Written request: Convert the stretch of the material from the start through the line containing "43 96 L 76 68" into a numbered list, omitting blank lines.
= = = = =
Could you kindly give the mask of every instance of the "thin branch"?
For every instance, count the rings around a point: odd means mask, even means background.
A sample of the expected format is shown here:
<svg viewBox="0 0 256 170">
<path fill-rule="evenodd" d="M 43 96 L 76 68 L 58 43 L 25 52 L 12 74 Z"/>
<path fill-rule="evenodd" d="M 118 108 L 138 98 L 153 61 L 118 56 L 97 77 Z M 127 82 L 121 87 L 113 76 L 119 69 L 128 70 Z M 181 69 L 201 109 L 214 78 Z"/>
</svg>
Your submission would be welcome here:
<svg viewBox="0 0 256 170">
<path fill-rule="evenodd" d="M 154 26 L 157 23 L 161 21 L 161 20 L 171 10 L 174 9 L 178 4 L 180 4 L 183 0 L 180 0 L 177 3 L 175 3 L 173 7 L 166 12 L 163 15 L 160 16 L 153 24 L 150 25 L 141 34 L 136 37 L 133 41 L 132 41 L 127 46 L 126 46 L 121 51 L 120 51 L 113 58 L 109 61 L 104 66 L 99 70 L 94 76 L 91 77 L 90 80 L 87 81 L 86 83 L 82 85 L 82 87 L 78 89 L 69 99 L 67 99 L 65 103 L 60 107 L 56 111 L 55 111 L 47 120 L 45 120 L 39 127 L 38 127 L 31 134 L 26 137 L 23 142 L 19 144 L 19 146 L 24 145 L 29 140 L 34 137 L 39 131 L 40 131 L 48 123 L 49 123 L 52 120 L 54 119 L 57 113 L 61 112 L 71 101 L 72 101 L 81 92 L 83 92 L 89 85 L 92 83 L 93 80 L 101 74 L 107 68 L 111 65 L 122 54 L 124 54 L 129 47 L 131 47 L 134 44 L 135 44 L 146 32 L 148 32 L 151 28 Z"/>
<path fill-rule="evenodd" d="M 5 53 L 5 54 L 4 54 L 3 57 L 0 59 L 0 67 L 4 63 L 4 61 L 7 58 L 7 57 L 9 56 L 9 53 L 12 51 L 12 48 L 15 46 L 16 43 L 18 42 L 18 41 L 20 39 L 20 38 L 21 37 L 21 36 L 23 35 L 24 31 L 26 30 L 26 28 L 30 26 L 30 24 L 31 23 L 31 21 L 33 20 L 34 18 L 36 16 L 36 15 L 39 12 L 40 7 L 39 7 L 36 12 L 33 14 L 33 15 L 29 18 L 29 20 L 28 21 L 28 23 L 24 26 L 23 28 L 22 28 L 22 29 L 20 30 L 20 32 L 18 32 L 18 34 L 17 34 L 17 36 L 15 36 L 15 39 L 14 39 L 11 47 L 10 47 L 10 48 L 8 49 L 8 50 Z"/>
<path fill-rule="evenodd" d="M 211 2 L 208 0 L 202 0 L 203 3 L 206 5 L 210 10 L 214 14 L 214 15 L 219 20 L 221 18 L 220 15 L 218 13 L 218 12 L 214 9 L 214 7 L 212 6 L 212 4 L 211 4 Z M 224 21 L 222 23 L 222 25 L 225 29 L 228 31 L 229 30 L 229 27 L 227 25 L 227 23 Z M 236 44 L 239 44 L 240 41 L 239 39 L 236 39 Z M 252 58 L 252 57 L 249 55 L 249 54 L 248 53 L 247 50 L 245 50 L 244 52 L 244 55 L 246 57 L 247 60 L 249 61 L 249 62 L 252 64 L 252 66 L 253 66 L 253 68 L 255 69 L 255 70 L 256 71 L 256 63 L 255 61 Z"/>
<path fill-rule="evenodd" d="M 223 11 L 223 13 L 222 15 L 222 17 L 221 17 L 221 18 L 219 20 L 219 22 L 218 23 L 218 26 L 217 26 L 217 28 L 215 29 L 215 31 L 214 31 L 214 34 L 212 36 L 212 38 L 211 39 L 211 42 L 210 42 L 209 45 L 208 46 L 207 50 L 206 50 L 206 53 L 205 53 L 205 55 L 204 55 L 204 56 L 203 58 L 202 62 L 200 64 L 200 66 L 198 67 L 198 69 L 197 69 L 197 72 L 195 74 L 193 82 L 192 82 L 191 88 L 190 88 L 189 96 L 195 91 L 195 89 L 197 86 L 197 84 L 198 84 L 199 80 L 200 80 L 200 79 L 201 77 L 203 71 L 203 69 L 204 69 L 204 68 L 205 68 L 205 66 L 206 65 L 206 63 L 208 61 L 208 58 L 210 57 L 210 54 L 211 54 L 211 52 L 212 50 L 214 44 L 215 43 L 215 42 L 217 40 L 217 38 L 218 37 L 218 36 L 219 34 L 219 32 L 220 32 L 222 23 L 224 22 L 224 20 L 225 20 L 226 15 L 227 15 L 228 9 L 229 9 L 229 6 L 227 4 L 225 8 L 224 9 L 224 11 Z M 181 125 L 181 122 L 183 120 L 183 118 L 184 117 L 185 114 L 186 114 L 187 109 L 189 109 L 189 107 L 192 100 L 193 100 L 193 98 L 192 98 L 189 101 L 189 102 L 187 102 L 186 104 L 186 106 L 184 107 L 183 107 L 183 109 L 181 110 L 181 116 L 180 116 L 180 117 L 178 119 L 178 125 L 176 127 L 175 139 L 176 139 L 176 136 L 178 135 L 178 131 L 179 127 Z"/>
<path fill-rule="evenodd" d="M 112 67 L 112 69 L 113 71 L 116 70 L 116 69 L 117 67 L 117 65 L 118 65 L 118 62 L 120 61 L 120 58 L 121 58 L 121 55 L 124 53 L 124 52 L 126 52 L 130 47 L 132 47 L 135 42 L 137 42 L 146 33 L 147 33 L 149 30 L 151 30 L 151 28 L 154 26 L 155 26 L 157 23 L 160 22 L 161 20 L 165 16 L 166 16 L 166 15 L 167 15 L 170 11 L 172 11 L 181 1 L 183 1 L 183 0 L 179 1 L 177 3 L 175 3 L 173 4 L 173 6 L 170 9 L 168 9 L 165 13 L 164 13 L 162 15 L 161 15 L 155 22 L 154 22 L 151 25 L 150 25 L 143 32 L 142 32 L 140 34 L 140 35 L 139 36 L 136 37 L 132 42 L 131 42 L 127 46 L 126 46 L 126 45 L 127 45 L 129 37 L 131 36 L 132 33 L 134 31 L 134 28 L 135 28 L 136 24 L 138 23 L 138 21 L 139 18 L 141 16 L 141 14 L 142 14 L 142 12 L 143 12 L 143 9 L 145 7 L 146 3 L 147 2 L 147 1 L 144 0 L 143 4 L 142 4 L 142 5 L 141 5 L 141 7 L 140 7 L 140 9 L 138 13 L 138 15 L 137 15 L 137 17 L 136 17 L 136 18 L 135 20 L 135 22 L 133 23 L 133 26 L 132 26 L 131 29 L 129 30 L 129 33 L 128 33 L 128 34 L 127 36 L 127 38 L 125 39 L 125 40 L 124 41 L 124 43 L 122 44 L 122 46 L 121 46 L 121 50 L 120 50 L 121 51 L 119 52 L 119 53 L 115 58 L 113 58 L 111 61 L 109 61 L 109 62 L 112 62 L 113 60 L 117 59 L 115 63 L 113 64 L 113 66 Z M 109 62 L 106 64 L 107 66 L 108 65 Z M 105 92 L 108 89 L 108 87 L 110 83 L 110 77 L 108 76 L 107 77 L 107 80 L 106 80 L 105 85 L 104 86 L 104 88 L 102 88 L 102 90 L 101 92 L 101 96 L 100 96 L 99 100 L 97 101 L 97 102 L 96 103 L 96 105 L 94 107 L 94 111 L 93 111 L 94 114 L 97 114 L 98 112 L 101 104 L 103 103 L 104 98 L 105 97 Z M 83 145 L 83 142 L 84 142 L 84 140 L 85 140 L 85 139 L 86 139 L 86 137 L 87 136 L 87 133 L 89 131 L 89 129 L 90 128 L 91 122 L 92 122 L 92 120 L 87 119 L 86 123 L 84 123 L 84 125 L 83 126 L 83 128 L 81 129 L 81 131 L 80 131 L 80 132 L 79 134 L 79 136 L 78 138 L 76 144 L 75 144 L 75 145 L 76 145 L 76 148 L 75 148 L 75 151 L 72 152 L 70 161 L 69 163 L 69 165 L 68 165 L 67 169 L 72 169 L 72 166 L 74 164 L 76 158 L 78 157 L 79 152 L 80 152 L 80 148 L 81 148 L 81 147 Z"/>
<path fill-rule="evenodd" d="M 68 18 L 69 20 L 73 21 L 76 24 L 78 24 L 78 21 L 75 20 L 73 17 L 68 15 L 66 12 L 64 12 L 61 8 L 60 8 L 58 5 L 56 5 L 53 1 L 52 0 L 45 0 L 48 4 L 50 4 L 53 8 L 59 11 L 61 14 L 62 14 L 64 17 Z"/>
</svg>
= = = = =
The reply:
1. Could you kindly give the mask of every instance of the "thin branch"?
2. For every instance, count the rings around a point: odd means mask, even means background.
3. A sample of the expected format is shown here:
4. <svg viewBox="0 0 256 170">
5. <path fill-rule="evenodd" d="M 43 96 L 76 68 L 58 43 L 25 52 L 12 74 Z"/>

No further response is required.